Required task A: Summarize the account of returning to a damaged apartment in Beirut in two sentences.
Required task B: Write what comes next in the account of the destroyed Beirut apartment, starting after the civil defense member asks which books to pack.
>> Begin Provided text
I stayed in the mountains until Wednesday morning, when I took a taxi back to town. Despite street closures, I forced myself back into my neighborhood and negotiated my way to my apartment. The building next door was on the verge of collapsing. Civil defense and police told us our building will fall soon.

By the time I reached my hotel in the afternoon, I realized that Wednesday marks the 10-year anniversary of my leaving Syria for the United States. When Syria became too dangerous to return to, Beirut, a short trip away from my hometown of Damascus, became like a second home. It’s the only place I’ve had to come back to since 2015. And now I don’t know if I have an apartment anymore. A friend I went to high school with in Damascus texted me, “You can’t have survived Syria to die in Beirut, laws of physics won’t allow it.”

But the collective trauma of Beirut really started to hit when I walked into my destroyed apartment. I knew at that moment that I don’t know if I’ll see my new home again. “What books do you want to pack?” a civil defense member who came upstairs with me asked.
>> End Provided text
>> Begin Given data
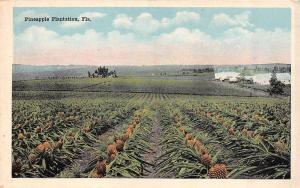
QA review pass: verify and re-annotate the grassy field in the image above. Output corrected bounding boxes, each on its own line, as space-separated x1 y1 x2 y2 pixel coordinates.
13 77 266 96
12 77 290 179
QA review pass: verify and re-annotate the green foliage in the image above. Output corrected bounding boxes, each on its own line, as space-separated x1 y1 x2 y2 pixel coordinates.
269 71 285 95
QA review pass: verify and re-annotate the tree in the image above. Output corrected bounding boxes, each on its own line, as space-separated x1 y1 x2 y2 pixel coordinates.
269 69 285 95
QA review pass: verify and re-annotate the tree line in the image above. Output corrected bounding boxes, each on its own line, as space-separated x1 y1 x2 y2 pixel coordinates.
88 66 118 78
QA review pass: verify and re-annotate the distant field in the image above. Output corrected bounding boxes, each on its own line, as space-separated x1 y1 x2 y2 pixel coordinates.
13 77 265 96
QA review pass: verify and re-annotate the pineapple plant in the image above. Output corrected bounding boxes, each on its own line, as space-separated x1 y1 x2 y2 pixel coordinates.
208 164 227 179
201 153 212 167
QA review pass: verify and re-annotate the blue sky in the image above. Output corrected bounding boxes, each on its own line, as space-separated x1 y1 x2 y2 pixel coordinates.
14 7 291 35
14 7 291 65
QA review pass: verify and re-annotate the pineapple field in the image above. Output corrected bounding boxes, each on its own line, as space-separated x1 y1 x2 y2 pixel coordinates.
12 91 291 179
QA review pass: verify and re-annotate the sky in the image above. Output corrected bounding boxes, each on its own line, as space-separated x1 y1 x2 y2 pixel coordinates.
14 7 291 66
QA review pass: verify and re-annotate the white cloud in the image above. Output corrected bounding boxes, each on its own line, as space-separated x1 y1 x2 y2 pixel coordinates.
61 12 106 28
212 11 254 27
133 13 160 35
113 14 133 29
112 11 200 35
161 11 200 27
14 25 291 65
158 27 211 44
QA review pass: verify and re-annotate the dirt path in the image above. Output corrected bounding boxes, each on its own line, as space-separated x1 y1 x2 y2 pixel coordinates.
143 111 162 178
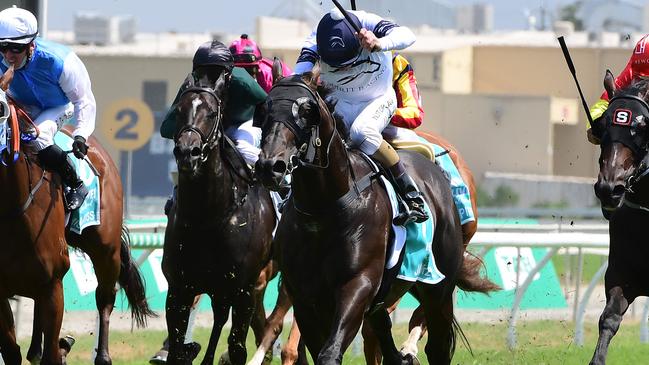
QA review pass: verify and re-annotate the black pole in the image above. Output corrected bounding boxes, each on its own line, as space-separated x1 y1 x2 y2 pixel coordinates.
331 0 361 33
557 36 593 126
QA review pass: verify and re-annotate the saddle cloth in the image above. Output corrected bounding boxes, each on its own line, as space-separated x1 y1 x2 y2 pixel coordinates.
390 134 475 224
360 155 445 284
54 132 101 234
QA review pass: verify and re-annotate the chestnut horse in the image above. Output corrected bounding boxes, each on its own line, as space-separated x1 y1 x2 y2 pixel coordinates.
590 71 649 365
256 75 491 364
162 69 275 364
0 93 153 365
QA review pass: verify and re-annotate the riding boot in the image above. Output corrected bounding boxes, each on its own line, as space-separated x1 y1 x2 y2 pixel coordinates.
393 168 428 224
38 145 88 211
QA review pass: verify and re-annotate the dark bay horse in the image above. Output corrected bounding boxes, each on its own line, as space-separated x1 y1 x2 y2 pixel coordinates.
256 75 494 364
0 94 152 365
590 71 649 365
162 70 275 364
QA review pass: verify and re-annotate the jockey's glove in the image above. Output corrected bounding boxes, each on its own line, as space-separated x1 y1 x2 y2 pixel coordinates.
72 136 88 159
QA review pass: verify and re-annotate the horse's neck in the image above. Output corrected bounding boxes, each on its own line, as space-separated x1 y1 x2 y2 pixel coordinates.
0 154 43 216
292 129 352 209
177 146 239 217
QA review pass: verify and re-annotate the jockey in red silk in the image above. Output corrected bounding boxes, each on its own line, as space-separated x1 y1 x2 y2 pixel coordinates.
230 34 292 92
588 34 649 144
295 9 428 222
0 7 97 210
390 53 424 129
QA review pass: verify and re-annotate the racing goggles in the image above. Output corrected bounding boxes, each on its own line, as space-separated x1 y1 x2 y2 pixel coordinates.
0 42 29 54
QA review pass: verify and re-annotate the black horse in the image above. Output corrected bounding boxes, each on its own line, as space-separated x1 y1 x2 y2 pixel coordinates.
162 71 275 364
256 74 493 364
591 71 649 364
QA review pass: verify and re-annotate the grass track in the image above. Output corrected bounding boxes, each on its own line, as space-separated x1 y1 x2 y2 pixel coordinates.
16 321 649 365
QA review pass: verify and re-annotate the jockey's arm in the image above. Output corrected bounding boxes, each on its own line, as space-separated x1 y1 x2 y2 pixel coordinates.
390 55 424 129
59 52 97 140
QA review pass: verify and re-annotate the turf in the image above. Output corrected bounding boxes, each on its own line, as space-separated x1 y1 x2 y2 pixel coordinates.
16 321 649 365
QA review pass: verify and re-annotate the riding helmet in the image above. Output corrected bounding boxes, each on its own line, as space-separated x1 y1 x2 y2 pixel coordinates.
193 41 234 70
316 9 363 67
0 7 38 44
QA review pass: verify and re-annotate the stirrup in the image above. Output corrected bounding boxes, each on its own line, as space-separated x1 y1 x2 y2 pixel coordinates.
65 182 88 211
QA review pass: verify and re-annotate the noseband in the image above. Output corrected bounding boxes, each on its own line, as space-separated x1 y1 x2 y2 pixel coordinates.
174 87 222 162
270 81 338 174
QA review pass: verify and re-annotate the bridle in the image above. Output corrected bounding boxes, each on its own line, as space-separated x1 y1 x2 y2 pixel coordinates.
174 86 223 163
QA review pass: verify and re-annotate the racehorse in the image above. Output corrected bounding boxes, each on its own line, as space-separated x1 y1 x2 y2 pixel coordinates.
256 74 490 364
0 93 153 365
590 71 649 364
162 70 275 364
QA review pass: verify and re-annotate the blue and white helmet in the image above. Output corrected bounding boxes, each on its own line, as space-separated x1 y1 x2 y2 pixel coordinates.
316 9 363 67
0 7 38 44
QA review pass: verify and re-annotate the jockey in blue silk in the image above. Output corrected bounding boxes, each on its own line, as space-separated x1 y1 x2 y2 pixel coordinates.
295 9 428 222
0 7 97 210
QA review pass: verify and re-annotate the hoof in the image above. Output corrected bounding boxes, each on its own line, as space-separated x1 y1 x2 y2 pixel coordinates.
59 335 76 354
149 349 169 365
219 351 232 365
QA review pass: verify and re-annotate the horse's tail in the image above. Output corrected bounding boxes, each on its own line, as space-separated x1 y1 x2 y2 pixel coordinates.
457 251 500 294
119 226 157 328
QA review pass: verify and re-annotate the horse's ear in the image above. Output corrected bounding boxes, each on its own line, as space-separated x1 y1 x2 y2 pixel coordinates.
604 70 616 100
214 72 232 100
273 57 284 85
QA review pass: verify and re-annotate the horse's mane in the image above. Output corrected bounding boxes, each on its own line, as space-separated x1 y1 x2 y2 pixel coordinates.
302 70 349 144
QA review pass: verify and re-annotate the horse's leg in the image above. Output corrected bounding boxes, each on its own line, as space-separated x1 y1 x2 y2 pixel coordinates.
27 301 43 364
36 279 65 365
228 290 255 365
248 272 292 365
316 275 388 364
282 317 305 365
590 284 635 365
201 294 230 365
0 298 22 365
417 280 455 364
401 305 426 355
165 283 194 365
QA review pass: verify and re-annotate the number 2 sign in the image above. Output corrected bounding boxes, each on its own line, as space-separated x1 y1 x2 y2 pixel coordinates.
99 99 154 151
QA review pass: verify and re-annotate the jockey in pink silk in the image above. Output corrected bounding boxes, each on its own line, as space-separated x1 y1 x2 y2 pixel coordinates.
230 34 292 92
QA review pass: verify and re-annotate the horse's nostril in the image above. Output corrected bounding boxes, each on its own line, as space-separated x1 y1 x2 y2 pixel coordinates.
612 185 625 196
273 160 286 174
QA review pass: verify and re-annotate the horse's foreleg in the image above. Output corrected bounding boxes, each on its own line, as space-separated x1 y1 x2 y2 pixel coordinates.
282 317 308 365
36 279 64 365
248 276 292 365
228 290 255 365
0 298 22 365
201 294 230 365
316 275 378 364
590 284 635 365
165 284 194 365
27 302 43 364
401 305 426 355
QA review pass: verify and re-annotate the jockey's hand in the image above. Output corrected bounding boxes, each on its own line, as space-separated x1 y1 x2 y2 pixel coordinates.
356 28 381 52
586 128 602 145
72 136 88 159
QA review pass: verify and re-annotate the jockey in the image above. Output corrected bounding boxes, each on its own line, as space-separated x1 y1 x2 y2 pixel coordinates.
160 41 267 166
587 34 649 144
0 7 96 210
230 34 292 92
160 41 267 214
390 52 424 129
295 9 428 222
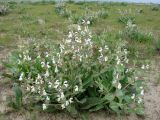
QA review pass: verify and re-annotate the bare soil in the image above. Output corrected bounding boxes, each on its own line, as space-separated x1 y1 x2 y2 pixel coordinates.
0 49 160 120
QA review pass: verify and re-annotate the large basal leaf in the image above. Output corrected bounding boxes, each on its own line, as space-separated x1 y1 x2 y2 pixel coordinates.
13 84 22 108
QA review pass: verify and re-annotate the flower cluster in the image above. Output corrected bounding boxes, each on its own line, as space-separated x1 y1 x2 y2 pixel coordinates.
4 21 148 115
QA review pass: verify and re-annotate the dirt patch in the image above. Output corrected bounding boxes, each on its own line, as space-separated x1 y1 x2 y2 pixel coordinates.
0 50 160 120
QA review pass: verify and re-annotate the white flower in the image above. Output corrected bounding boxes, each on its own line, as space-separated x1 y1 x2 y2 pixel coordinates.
141 65 145 70
74 85 78 92
35 79 39 85
37 54 41 58
87 21 90 25
68 32 73 38
54 65 58 73
146 64 149 69
27 56 31 61
52 57 56 64
77 25 81 31
139 86 143 89
31 86 35 92
104 56 108 62
41 62 45 67
44 70 49 78
19 54 22 58
60 92 65 100
54 80 60 89
138 98 142 104
26 86 30 91
46 96 50 101
43 90 47 96
141 90 144 96
19 72 24 81
117 59 121 65
131 94 135 99
37 74 41 80
42 104 47 110
47 62 51 69
48 82 52 88
46 52 49 57
61 104 65 109
66 100 69 106
112 80 117 84
98 47 102 53
18 59 21 64
104 45 109 50
64 81 68 87
69 98 73 103
118 83 122 89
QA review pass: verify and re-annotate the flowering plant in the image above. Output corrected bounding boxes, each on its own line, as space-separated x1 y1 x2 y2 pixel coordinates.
3 21 146 114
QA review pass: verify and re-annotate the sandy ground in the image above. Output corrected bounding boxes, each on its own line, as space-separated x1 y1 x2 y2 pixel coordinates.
0 50 160 120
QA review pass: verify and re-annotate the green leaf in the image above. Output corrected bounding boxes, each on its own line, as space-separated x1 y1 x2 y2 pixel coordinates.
109 102 119 113
75 98 87 104
104 94 115 101
89 104 104 112
13 84 22 108
82 97 105 109
135 107 144 116
66 104 78 115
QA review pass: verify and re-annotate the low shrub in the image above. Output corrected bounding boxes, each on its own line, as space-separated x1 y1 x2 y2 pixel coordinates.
97 9 108 19
55 4 72 18
152 6 160 11
155 40 160 52
118 16 135 24
4 21 148 115
0 5 9 15
69 14 82 24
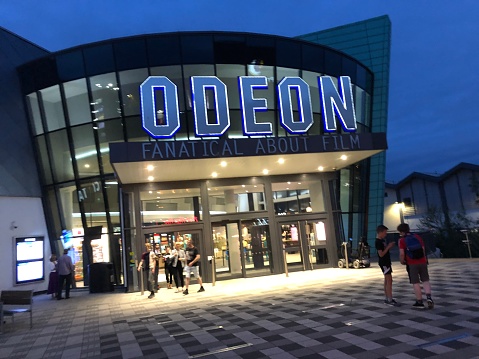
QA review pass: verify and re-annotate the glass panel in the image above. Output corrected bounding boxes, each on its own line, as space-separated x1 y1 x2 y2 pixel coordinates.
27 93 43 135
48 130 74 182
281 222 303 266
93 120 123 174
140 188 202 226
120 69 149 116
213 223 242 274
78 179 108 229
302 71 321 113
183 65 215 111
40 85 65 131
125 116 150 142
150 66 185 111
90 72 121 121
58 182 83 234
35 136 53 184
216 65 246 110
273 180 325 215
241 218 273 272
71 124 100 178
339 169 351 212
63 79 91 126
45 188 62 237
208 184 266 215
105 180 121 233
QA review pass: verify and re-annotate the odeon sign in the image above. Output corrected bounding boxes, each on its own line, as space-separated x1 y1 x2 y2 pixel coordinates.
140 76 356 138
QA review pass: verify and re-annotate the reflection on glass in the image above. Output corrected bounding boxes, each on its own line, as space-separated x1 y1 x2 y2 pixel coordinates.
35 136 53 184
40 85 65 131
63 79 92 126
71 124 100 177
78 179 108 228
27 93 43 135
48 130 74 182
93 119 124 174
273 181 325 215
120 69 148 116
208 184 266 215
281 223 303 264
90 73 121 121
140 188 202 226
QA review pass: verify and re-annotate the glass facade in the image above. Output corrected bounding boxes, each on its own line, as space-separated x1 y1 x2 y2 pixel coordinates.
16 33 388 290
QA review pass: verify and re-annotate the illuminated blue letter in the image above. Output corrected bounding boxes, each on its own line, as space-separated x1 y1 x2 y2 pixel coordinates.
278 77 313 134
191 76 230 136
238 76 273 135
140 76 180 138
319 76 356 132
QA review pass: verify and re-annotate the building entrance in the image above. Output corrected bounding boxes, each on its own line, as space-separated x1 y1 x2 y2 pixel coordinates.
279 219 329 271
212 219 273 280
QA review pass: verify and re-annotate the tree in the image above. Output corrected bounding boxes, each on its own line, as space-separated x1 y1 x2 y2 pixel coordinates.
418 206 479 258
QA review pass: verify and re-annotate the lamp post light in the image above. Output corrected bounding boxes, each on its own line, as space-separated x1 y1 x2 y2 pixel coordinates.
461 229 472 259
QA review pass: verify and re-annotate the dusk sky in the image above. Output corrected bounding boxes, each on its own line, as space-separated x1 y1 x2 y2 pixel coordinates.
0 0 479 182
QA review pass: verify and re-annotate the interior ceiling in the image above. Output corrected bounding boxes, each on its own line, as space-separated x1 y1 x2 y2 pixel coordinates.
112 150 383 184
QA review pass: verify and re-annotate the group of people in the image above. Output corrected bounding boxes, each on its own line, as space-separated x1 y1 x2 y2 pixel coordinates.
138 240 205 299
376 223 434 309
47 249 75 300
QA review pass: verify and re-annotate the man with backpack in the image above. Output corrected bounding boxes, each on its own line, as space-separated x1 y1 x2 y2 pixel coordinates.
397 223 434 309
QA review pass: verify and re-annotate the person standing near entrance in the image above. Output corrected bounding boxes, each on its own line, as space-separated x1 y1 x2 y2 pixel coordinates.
57 249 75 300
171 242 186 293
183 239 205 295
397 223 434 309
375 224 399 306
138 243 156 299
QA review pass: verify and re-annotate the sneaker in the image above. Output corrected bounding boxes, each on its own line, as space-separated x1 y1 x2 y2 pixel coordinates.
412 300 425 309
384 299 401 307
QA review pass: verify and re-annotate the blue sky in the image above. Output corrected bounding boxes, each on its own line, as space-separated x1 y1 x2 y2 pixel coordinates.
0 0 479 182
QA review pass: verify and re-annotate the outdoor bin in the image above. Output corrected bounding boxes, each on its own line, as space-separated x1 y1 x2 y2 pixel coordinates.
88 262 114 293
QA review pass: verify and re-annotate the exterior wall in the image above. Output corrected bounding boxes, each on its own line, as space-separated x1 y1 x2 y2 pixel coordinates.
0 27 48 197
300 16 391 240
0 197 51 292
0 27 50 291
384 163 479 230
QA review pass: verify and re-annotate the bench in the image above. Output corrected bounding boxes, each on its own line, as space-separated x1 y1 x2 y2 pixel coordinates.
0 290 33 332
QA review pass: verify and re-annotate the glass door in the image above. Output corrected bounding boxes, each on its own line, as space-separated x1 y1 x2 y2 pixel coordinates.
212 222 244 279
212 219 273 280
280 219 329 271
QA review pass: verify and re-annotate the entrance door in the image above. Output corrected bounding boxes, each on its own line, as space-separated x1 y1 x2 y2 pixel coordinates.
212 220 272 280
280 220 328 271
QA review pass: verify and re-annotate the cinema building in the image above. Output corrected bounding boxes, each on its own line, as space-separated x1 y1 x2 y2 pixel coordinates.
1 17 390 291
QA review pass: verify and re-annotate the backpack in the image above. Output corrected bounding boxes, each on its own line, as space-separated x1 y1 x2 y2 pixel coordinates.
404 233 424 259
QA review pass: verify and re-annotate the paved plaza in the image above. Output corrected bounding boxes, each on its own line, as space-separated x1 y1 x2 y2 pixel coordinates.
0 259 479 359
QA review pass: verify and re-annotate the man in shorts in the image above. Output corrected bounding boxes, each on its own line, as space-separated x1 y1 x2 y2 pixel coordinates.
397 223 434 309
183 240 205 295
375 224 399 306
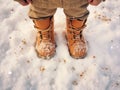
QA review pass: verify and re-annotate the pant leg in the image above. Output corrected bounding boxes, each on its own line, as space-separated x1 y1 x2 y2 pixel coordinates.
29 0 58 19
63 0 89 20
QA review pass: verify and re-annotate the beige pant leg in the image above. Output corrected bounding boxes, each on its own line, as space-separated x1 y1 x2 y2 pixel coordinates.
63 0 89 20
29 0 58 19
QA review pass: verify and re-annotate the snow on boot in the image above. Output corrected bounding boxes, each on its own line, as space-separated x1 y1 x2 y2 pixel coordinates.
66 19 87 59
34 18 55 59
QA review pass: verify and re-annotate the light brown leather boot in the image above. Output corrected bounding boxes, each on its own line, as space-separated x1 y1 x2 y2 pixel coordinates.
66 19 87 59
34 18 55 59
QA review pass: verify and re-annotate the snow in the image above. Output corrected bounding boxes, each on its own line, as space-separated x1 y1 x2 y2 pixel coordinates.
0 0 120 90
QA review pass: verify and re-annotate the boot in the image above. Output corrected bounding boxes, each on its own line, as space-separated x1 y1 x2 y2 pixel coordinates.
34 18 55 59
66 19 87 59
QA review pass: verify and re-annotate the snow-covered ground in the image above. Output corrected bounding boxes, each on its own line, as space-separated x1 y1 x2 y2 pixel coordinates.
0 0 120 90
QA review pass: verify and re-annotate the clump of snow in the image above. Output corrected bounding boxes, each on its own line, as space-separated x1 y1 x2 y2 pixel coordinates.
0 0 120 90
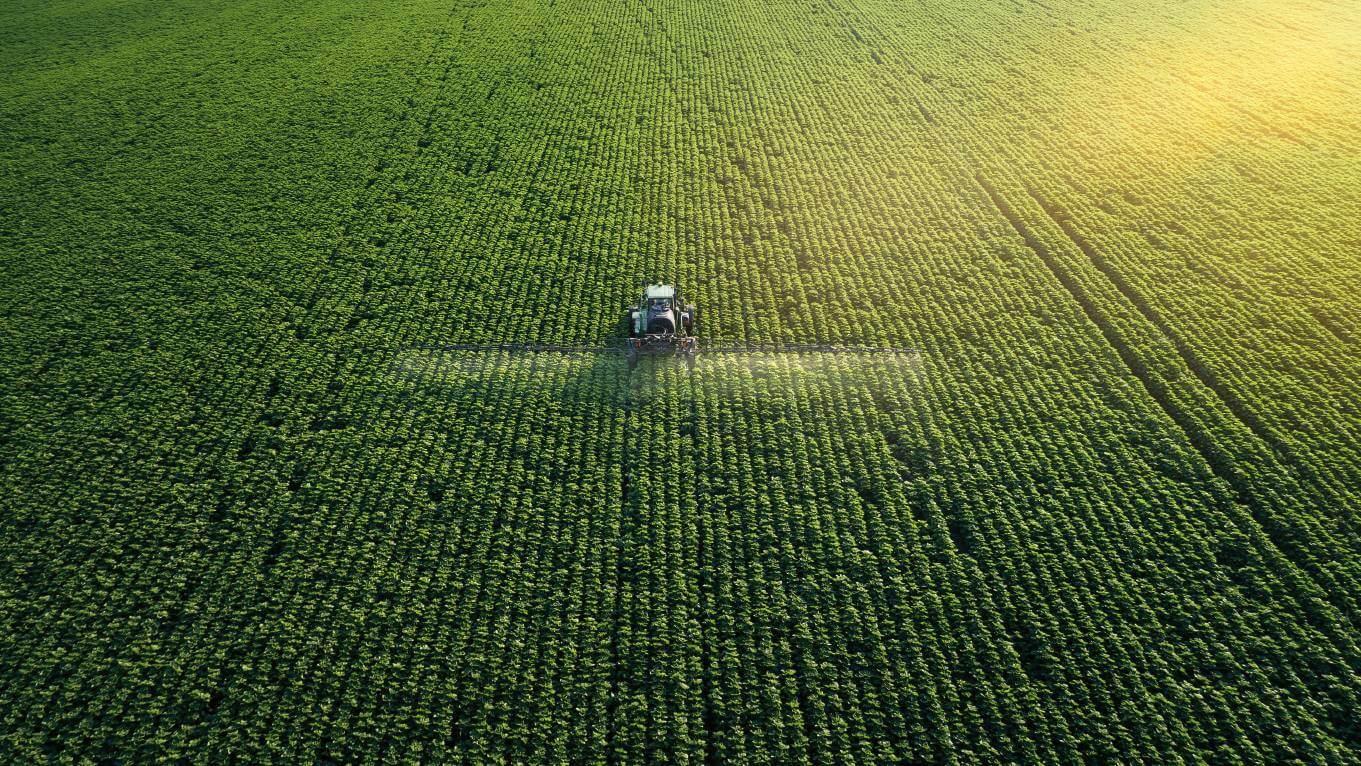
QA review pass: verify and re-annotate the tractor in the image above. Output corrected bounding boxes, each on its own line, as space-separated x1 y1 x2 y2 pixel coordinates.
627 282 700 370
>> End Given data
Result A: After staying in the mountains until Wednesday morning, the writer made it back through street closures to an apartment building that civil defense and police said would fall soon, next to a building on the verge of collapse. The day also marked ten years since the writer left Syria for the United States, and Beirut had become a second home once Syria grew too dangerous, so walking into the destroyed apartment brought on the city's collective trauma.

Result B:
I looked at my 400 books, most of them lined up in front of a large custom-made mirror from Istanbul. Another pile sat by my favorite yellow chair that I shipped here. These are the first furniture items I have ever owned. I threw some of my favorite books in the suitcase: “Revenge of the Lawn” by Richard Brautigan, a book about octopuses, the novel “Milkman” by Anna Burns.

But these are all just things. Sunday is just a cat. The Lebanese have lost loved ones, many watching them die in front of them.

I carried my suitcase and some tote bags filled with I-don’t-know-what, walked down my stairs and felt myself grow untethered, as if I could just float away with no place to go.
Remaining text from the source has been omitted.